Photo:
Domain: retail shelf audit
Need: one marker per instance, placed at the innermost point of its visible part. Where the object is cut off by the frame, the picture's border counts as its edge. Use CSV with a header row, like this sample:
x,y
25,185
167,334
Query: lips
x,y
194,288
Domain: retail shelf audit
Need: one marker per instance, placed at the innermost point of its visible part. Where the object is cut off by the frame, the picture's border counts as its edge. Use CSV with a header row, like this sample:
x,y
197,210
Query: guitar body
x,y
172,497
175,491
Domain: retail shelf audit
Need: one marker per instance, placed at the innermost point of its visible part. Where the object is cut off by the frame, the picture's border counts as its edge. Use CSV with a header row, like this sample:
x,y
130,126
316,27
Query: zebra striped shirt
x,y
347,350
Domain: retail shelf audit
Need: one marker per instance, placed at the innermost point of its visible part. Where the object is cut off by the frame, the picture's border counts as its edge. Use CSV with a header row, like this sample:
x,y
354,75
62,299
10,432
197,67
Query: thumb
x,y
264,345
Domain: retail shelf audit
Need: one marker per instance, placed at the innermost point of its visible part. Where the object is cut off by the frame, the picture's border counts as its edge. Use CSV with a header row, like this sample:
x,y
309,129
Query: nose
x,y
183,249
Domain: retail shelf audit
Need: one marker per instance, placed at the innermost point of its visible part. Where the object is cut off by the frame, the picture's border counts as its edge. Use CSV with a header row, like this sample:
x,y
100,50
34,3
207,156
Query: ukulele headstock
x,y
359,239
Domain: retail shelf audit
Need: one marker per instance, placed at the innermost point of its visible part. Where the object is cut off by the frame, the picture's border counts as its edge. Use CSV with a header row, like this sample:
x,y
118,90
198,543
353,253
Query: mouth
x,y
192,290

--------------------------------

_DIRECTIONS FOR THIS TASK_: Reproduce the material in full, with no word added or dropped.

_SOLUTION TO THIS EXERCISE_:
Photo:
Domain: retail shelf audit
Need: one marker per instance, placed at the innermost point of its visible part. Where the object is cut off by the frame, the picture's border counts as its edge. Use CSV with a header row, like this sample:
x,y
25,185
167,334
Query: lips
x,y
194,288
Domain: retail shelf audit
Need: one marker per instance, placed at the innermost point of its visible part. Where the object is cut off by the frame, the picture's border counts as its edge. Use CSV with a header row, like this sample:
x,y
197,210
Query: guitar body
x,y
172,497
175,491
Domain: retail shelf audit
Need: one marker per instance, placed at the innermost point of its visible part. Where the object is cut off by the frame, the picture's border counts as its edge. Use CSV with a header row, like this sample:
x,y
130,126
316,27
Query: zebra striped shirt
x,y
347,350
Domain: retail shelf audit
Need: one marker per instance, placed at the innermost point of its visible part. Where the object is cut off by the frame, the picture's border counts as its edge. Use CSV with a header row, like this sample:
x,y
354,75
62,299
10,432
197,67
Query: thumb
x,y
264,345
Domain: retail shelf audit
Need: one marker per instance, placed at the innermost point of its visible part. Where the object is cut off by the frame, the picture's border counts as its edge. Use CSV with a header row, like this sample:
x,y
309,129
Query: nose
x,y
183,249
Domain: retail shelf audit
Need: one marker per instance, placed at the innermost point of its visible part. Where the object is cut off by the frame, the picture's border counts as its edge. Use CSV with a header row, like this sample:
x,y
100,50
34,3
207,156
Query: ukulele headstock
x,y
359,239
Domain: retail shelf audit
Need: one marker per instance, placed at the innermost point of its visible part. Where the object is cut off by the frame, the picture's border counts as its edge. Use CSV with a header row, like this sample:
x,y
118,90
198,543
353,253
Query: mouth
x,y
192,290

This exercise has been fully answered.